• _Exercise_
The required result is a copy of each line below in which "plaid" appears.

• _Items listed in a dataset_
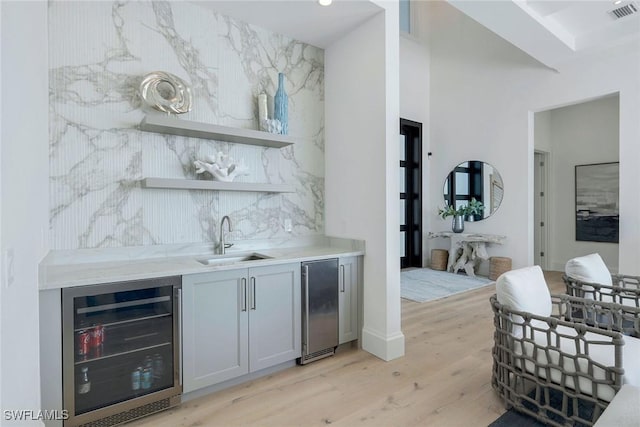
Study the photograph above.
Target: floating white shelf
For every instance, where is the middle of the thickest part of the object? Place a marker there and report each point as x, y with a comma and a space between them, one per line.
173, 126
197, 184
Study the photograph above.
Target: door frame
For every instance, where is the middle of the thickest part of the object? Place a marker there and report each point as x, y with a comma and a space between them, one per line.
413, 217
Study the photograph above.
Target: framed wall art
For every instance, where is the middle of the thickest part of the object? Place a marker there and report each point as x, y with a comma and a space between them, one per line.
597, 202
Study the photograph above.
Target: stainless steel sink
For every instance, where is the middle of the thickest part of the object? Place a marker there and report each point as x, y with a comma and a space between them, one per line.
232, 258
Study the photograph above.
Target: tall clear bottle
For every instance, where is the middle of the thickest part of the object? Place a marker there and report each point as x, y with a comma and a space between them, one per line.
281, 105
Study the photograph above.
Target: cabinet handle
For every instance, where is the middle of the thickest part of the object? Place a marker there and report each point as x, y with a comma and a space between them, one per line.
177, 372
253, 286
305, 273
244, 294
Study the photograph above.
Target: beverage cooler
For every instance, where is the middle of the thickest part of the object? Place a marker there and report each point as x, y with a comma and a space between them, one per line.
121, 352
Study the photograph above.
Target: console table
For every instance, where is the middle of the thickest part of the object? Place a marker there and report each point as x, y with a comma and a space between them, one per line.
466, 248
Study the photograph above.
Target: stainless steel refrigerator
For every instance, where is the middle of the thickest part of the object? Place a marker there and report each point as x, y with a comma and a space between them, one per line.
319, 309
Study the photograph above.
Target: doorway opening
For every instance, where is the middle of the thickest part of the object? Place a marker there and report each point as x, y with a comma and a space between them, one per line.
541, 209
410, 194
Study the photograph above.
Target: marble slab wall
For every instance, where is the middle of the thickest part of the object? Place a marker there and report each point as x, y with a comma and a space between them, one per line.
98, 54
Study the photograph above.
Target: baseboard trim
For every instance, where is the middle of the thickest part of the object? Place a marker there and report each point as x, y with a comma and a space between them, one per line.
385, 347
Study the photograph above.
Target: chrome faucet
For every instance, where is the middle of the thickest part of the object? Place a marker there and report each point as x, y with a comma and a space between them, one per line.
222, 245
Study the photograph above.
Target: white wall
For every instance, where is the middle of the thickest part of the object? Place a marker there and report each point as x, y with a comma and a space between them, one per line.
542, 131
483, 95
24, 210
361, 157
584, 133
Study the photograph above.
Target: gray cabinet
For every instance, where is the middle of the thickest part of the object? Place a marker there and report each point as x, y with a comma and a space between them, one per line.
239, 321
348, 276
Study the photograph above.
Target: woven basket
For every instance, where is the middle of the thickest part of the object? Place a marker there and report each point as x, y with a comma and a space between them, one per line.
498, 265
439, 258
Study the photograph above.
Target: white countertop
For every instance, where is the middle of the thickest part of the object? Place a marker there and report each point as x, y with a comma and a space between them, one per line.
68, 271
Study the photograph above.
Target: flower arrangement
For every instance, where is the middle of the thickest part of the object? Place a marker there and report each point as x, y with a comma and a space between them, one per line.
474, 207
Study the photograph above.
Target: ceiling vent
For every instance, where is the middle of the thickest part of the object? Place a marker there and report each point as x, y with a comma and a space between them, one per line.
626, 10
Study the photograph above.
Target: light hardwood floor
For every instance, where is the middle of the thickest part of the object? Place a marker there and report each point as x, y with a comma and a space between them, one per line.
443, 379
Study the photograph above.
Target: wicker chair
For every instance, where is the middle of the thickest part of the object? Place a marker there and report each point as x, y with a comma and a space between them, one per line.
548, 362
588, 277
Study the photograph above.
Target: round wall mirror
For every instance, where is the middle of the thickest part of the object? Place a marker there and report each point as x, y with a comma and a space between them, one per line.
474, 179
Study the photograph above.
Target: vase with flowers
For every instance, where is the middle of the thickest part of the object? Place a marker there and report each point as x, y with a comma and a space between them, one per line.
474, 207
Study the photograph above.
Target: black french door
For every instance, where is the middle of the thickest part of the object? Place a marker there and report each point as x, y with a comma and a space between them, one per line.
410, 194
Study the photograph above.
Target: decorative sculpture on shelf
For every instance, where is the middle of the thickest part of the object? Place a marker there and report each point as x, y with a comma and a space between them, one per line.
222, 167
166, 92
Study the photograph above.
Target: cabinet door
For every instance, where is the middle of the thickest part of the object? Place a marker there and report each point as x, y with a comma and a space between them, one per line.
274, 315
214, 328
348, 300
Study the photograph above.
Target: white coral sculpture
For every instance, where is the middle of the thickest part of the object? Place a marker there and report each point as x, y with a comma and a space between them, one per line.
222, 167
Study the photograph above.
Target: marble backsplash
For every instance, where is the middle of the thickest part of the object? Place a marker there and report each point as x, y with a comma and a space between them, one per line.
98, 54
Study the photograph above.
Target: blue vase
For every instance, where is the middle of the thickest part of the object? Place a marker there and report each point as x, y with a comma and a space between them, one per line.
281, 105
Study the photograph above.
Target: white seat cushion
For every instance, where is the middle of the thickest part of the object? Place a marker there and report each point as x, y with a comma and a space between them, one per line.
542, 352
524, 289
589, 268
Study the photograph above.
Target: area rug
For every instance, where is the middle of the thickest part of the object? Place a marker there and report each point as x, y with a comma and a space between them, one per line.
513, 418
424, 284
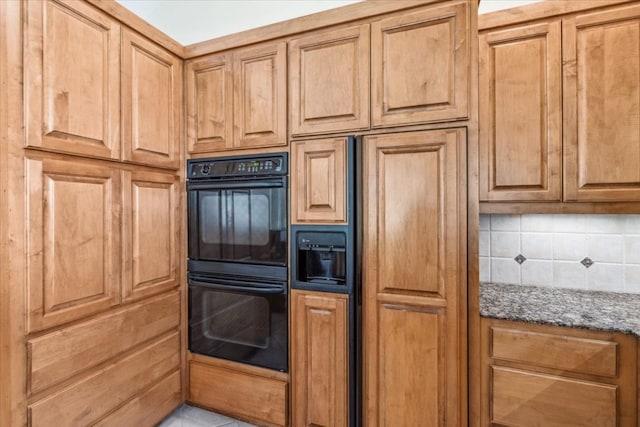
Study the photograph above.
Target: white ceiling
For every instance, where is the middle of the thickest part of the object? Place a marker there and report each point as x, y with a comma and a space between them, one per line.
192, 21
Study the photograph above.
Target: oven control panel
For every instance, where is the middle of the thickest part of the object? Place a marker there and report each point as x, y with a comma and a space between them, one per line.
271, 164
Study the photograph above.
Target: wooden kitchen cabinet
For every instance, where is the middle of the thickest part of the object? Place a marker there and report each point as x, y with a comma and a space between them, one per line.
318, 184
237, 99
151, 236
601, 53
556, 376
419, 66
414, 283
151, 103
520, 145
72, 70
329, 81
73, 237
320, 362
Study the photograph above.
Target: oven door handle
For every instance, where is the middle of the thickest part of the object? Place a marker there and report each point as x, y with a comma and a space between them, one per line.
242, 286
276, 183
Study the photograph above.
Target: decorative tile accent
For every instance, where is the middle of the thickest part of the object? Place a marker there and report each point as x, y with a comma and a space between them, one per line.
587, 262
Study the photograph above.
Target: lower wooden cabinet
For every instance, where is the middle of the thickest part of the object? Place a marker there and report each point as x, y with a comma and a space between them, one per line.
241, 391
535, 375
319, 365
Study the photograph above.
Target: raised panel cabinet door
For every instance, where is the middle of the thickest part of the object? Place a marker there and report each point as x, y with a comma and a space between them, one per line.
260, 96
601, 56
209, 104
318, 184
72, 71
414, 283
320, 361
151, 233
151, 103
329, 81
420, 66
521, 112
73, 240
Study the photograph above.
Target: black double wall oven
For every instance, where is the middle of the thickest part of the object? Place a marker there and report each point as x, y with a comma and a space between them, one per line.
237, 268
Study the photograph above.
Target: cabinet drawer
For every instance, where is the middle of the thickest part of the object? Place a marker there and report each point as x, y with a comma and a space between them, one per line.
578, 355
523, 398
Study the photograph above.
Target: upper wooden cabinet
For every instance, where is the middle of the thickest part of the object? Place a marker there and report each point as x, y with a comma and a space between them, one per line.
72, 72
414, 283
237, 99
420, 66
73, 240
601, 53
521, 113
151, 100
320, 362
329, 81
318, 181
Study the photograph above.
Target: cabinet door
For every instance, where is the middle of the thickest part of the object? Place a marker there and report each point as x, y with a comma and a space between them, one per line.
209, 104
414, 281
601, 55
73, 240
260, 96
329, 75
319, 332
318, 184
151, 103
72, 71
420, 66
521, 109
151, 235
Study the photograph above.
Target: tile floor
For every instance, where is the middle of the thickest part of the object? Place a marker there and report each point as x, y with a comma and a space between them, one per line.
190, 416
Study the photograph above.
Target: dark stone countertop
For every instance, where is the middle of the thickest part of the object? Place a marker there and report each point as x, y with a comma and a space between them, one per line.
606, 311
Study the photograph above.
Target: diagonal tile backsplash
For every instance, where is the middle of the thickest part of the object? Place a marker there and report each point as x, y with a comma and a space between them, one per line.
595, 252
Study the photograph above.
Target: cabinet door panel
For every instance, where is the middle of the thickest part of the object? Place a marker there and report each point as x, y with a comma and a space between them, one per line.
329, 75
151, 234
420, 64
209, 104
414, 284
73, 240
602, 108
151, 95
318, 187
320, 360
72, 70
520, 108
260, 100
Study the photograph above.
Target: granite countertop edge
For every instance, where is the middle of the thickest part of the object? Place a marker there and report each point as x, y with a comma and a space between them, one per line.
595, 310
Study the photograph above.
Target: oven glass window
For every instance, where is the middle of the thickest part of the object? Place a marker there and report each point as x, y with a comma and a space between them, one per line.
236, 318
247, 225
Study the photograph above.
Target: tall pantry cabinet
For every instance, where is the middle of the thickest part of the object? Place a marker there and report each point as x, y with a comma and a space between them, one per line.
91, 219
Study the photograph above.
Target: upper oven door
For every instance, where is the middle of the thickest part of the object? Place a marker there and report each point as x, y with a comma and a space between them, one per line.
242, 221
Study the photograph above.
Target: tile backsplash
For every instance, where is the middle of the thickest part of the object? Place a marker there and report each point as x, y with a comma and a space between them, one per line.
595, 252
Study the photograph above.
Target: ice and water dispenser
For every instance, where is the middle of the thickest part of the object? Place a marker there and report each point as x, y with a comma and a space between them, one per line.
321, 258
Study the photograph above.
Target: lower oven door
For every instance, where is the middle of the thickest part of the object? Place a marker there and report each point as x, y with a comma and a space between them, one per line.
242, 321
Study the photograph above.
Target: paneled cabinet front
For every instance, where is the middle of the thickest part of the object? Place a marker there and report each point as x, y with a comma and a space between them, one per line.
329, 81
73, 238
151, 99
420, 66
319, 332
414, 203
72, 72
318, 183
237, 99
521, 113
151, 233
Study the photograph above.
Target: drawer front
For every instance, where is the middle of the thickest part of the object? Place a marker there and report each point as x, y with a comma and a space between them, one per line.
525, 399
578, 355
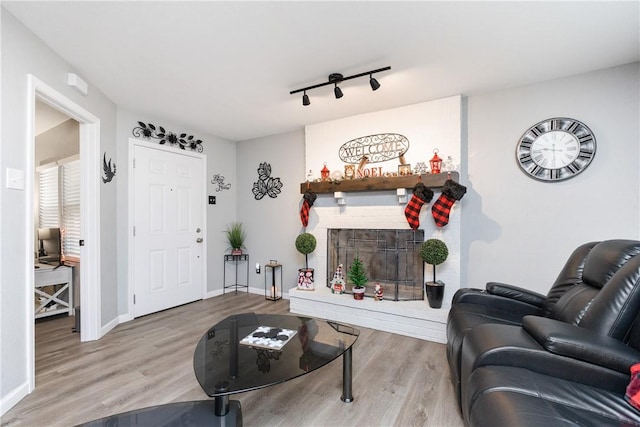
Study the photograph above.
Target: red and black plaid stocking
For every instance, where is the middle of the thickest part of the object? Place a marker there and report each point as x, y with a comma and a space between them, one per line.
307, 201
421, 195
451, 192
632, 394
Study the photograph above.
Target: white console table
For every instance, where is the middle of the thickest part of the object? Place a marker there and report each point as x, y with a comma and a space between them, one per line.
53, 290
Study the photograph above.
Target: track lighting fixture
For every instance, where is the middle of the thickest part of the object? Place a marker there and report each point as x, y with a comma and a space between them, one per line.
374, 83
337, 92
336, 78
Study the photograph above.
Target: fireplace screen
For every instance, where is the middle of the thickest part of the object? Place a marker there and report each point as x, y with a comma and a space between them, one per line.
391, 258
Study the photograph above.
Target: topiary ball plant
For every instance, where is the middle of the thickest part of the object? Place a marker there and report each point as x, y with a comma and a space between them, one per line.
434, 252
305, 244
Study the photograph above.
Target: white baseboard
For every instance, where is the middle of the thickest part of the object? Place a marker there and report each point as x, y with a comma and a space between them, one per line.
13, 397
109, 326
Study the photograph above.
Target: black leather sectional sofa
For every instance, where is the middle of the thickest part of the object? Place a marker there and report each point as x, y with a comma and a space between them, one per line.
518, 358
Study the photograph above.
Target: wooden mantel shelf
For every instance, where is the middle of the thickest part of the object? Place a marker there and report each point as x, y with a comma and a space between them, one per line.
379, 183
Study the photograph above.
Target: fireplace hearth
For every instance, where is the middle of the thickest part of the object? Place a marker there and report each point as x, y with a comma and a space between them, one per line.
391, 259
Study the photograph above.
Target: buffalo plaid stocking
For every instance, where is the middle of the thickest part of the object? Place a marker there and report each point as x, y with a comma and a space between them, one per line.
451, 192
421, 195
307, 201
632, 394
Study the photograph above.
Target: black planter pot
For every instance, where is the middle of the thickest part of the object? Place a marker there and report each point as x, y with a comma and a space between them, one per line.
435, 293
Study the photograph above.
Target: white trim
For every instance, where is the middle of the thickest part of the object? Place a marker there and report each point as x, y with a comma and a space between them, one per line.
13, 397
133, 142
109, 326
90, 193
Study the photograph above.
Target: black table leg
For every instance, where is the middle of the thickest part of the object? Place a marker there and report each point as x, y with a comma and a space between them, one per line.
347, 394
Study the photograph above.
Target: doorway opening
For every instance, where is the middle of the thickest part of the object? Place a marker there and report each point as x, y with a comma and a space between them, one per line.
89, 146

• _Exercise response_
Target: red and black plaid stocking
Target: buffalo plaid stocking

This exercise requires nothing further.